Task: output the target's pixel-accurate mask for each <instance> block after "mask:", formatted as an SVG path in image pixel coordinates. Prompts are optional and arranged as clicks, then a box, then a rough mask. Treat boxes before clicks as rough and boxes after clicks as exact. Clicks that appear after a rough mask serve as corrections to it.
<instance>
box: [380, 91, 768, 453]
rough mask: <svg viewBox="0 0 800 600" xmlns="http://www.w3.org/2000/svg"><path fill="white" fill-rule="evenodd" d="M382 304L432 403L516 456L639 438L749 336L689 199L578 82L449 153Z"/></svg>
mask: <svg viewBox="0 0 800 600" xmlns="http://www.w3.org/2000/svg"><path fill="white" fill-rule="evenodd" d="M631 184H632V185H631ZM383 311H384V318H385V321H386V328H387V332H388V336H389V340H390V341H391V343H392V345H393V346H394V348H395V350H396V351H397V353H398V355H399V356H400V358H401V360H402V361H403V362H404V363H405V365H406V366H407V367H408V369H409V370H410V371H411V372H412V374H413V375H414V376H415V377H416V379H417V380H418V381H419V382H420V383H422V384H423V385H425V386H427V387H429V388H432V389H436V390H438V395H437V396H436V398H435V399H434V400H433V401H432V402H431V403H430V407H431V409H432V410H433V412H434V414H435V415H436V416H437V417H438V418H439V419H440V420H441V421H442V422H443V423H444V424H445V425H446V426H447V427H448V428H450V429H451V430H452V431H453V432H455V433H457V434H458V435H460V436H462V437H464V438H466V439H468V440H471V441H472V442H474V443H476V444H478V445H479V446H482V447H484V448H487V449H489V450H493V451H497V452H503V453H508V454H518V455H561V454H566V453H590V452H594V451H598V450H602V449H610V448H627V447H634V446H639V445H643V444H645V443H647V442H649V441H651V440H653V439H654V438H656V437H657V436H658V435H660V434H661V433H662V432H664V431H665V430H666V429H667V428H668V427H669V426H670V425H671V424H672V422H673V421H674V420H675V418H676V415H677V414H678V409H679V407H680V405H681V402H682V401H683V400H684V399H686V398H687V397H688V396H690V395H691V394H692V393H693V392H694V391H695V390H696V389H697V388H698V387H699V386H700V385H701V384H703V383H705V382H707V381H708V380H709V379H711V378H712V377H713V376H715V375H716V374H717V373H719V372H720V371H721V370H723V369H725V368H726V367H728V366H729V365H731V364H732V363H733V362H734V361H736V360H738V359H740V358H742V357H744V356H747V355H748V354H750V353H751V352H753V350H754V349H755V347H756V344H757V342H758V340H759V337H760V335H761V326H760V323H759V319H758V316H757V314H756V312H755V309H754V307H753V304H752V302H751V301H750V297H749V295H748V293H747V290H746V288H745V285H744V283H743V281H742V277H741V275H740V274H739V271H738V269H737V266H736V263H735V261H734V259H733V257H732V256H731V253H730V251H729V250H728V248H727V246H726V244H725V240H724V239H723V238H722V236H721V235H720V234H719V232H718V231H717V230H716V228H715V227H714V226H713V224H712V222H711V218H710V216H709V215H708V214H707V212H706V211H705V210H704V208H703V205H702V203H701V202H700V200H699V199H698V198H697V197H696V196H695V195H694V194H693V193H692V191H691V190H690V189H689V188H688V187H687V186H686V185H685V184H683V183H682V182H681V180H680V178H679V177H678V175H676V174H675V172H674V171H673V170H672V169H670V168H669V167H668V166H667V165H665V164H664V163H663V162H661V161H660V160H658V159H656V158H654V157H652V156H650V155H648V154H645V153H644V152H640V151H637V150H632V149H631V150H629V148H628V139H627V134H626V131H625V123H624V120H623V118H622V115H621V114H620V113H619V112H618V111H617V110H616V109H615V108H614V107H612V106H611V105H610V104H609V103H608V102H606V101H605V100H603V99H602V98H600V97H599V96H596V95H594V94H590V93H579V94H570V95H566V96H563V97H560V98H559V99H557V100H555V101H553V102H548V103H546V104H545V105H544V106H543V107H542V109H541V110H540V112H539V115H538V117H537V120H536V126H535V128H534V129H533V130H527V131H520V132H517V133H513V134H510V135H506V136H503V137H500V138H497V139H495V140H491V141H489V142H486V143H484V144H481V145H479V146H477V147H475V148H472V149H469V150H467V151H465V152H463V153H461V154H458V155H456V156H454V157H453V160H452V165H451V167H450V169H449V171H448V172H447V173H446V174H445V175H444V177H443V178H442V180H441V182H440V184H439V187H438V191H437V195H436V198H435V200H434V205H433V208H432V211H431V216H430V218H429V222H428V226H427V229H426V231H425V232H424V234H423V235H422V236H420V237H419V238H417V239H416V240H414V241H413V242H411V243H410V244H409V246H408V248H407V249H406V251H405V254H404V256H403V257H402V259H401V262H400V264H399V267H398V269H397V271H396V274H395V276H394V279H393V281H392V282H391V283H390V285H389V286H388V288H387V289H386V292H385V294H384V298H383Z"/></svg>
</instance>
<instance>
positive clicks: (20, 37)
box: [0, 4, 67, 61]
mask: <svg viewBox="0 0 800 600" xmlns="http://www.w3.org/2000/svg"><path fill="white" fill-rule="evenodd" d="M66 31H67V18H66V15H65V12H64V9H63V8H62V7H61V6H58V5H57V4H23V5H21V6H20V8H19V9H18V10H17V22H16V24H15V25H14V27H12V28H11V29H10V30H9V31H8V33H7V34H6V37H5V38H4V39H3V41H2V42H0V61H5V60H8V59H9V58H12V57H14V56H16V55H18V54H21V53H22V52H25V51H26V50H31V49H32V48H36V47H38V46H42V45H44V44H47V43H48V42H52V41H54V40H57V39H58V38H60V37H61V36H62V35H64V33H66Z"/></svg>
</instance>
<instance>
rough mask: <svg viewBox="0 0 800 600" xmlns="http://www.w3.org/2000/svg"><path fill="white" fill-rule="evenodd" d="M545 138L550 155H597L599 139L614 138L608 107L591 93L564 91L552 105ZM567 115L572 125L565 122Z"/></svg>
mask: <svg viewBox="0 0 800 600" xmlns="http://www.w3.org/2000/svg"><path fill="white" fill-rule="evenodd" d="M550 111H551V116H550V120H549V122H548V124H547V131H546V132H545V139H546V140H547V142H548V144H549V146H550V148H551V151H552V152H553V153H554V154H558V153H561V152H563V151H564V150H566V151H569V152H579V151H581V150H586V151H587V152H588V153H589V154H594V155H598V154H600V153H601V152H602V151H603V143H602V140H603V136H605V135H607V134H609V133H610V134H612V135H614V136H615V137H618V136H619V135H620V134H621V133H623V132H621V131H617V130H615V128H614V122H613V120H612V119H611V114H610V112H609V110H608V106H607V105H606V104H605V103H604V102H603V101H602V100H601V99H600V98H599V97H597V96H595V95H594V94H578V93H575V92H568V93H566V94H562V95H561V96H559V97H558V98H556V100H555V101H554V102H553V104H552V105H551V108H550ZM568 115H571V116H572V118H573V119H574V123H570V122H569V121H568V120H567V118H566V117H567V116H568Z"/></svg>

- What the exercise asks -
Copy out every entry exactly.

- Task output -
Task: output the target's pixel-accurate mask for each <instance> block after "mask:", formatted as an SVG path in image pixel coordinates. Prompts are optional and arranged as clicks, then a box, then a rough mask. Treat boxes before clicks as rough and boxes after clicks as exact. Clicks that appear after a rough mask serve as corrections to it.
<instance>
box: [380, 91, 768, 453]
rough mask: <svg viewBox="0 0 800 600" xmlns="http://www.w3.org/2000/svg"><path fill="white" fill-rule="evenodd" d="M382 304L432 403L516 456L639 438L749 336L689 199L578 82L449 153Z"/></svg>
mask: <svg viewBox="0 0 800 600" xmlns="http://www.w3.org/2000/svg"><path fill="white" fill-rule="evenodd" d="M631 184H632V185H631ZM383 311H384V318H385V321H386V328H387V332H388V336H389V340H390V341H391V343H392V345H393V346H394V348H395V350H396V351H397V353H398V355H399V356H400V358H401V360H402V361H403V362H404V363H405V365H406V366H407V367H408V369H409V370H410V371H411V372H412V374H413V375H414V376H415V377H416V379H417V380H418V381H419V382H420V383H422V384H423V385H425V386H427V387H429V388H432V389H436V390H438V395H437V396H436V398H435V399H434V400H433V401H432V402H431V403H430V407H431V409H432V410H433V412H434V414H435V415H436V416H437V417H438V418H439V419H440V420H441V421H442V422H443V423H444V424H445V425H446V426H447V427H448V428H450V429H451V430H452V431H453V432H455V433H457V434H458V435H460V436H462V437H464V438H466V439H468V440H471V441H472V442H474V443H476V444H478V445H479V446H482V447H484V448H487V449H489V450H493V451H497V452H503V453H508V454H518V455H561V454H566V453H590V452H594V451H598V450H602V449H610V448H627V447H634V446H639V445H643V444H645V443H647V442H649V441H651V440H653V439H654V438H656V437H657V436H658V435H660V434H661V433H662V432H664V431H665V430H666V429H667V428H668V427H669V426H670V425H671V424H672V422H673V421H674V420H675V418H676V415H677V414H678V409H679V407H680V405H681V402H682V401H683V400H684V399H686V398H687V397H688V396H690V395H691V394H692V393H693V392H694V391H695V390H696V389H697V388H698V387H699V386H700V385H701V384H703V383H705V382H707V381H708V380H709V379H711V378H712V377H713V376H715V375H716V374H717V373H719V372H720V371H721V370H723V369H725V368H726V367H728V366H729V365H731V364H732V363H733V362H734V361H736V360H738V359H740V358H742V357H744V356H747V355H748V354H750V353H751V352H753V350H754V349H755V347H756V344H757V342H758V340H759V337H760V335H761V326H760V323H759V319H758V316H757V314H756V312H755V309H754V307H753V304H752V302H751V301H750V297H749V295H748V293H747V290H746V288H745V285H744V283H743V281H742V277H741V275H740V274H739V271H738V269H737V266H736V263H735V261H734V259H733V257H732V256H731V253H730V251H729V250H728V248H727V246H726V244H725V240H724V239H723V238H722V236H721V235H720V234H719V232H718V231H717V230H716V228H715V227H714V226H713V224H712V222H711V218H710V216H709V215H708V214H707V212H706V211H705V210H704V208H703V205H702V203H701V202H700V200H699V199H698V198H697V197H696V196H695V195H694V194H693V193H692V191H691V190H690V189H689V188H688V187H687V186H686V185H685V184H683V183H682V182H681V180H680V178H679V177H678V175H676V174H675V172H674V171H673V170H672V169H670V168H669V167H668V166H667V165H665V164H664V163H663V162H661V161H660V160H658V159H656V158H654V157H652V156H650V155H648V154H645V153H644V152H640V151H637V150H632V149H631V150H629V148H628V139H627V134H626V131H625V123H624V120H623V118H622V115H621V114H620V113H619V112H618V111H617V110H616V109H615V108H614V107H612V106H611V105H610V104H609V103H608V102H606V101H605V100H603V99H602V98H600V97H599V96H596V95H594V94H590V93H579V94H570V95H566V96H563V97H560V98H559V99H557V100H555V101H553V102H548V103H546V104H545V105H544V106H543V107H542V109H541V110H540V112H539V115H538V117H537V120H536V126H535V128H534V129H533V130H527V131H520V132H517V133H513V134H510V135H506V136H503V137H500V138H497V139H495V140H491V141H489V142H486V143H484V144H481V145H479V146H477V147H475V148H472V149H469V150H467V151H465V152H463V153H461V154H458V155H456V156H454V157H453V160H452V165H451V167H450V169H449V171H448V172H447V173H446V174H445V175H444V177H443V178H442V180H441V182H440V184H439V187H438V191H437V195H436V198H435V200H434V205H433V208H432V211H431V216H430V218H429V222H428V226H427V229H426V231H425V232H424V234H423V235H422V236H420V237H419V238H417V239H416V240H414V241H413V242H411V243H410V244H409V246H408V248H407V249H406V251H405V254H404V256H403V257H402V259H401V262H400V264H399V267H398V269H397V271H396V274H395V276H394V279H393V281H392V282H391V283H390V285H389V286H388V288H387V289H386V292H385V294H384V298H383Z"/></svg>
</instance>
<instance>
positive clicks: (20, 37)
box: [0, 4, 67, 61]
mask: <svg viewBox="0 0 800 600" xmlns="http://www.w3.org/2000/svg"><path fill="white" fill-rule="evenodd" d="M66 31H67V18H66V15H65V12H64V9H63V8H62V7H61V6H58V5H57V4H23V5H21V6H20V8H19V9H18V10H17V22H16V24H15V25H14V27H12V28H11V29H10V30H9V31H8V33H7V34H6V37H5V38H4V39H3V41H2V42H0V61H5V60H8V59H9V58H12V57H14V56H16V55H18V54H21V53H22V52H25V51H26V50H31V49H32V48H36V47H38V46H42V45H44V44H47V43H48V42H52V41H54V40H57V39H58V38H60V37H61V36H62V35H64V33H66Z"/></svg>
</instance>
<instance>
rough mask: <svg viewBox="0 0 800 600" xmlns="http://www.w3.org/2000/svg"><path fill="white" fill-rule="evenodd" d="M545 138L550 155H597L599 139L614 138L608 107L591 93L564 91L552 105ZM567 115L572 125L565 122Z"/></svg>
mask: <svg viewBox="0 0 800 600" xmlns="http://www.w3.org/2000/svg"><path fill="white" fill-rule="evenodd" d="M550 111H551V116H550V120H549V122H548V124H547V131H546V132H545V139H546V140H547V142H548V144H549V146H550V148H551V151H552V152H553V153H554V154H558V153H561V152H563V151H564V150H566V151H569V152H579V151H581V150H586V151H587V152H588V153H589V154H594V155H598V154H600V153H601V152H602V151H603V143H602V140H603V136H605V135H607V134H609V133H610V134H612V135H614V136H615V137H618V136H619V135H620V134H621V133H623V132H621V131H617V130H615V128H614V122H613V120H612V119H611V114H610V112H609V110H608V106H607V105H606V104H605V103H604V102H603V101H602V100H601V99H600V98H599V97H597V96H595V95H594V94H578V93H575V92H568V93H566V94H562V95H561V96H559V97H558V98H556V100H555V101H554V102H553V104H552V105H551V108H550ZM568 115H571V116H572V118H573V119H574V123H570V122H569V121H568V120H567V118H566V117H567V116H568Z"/></svg>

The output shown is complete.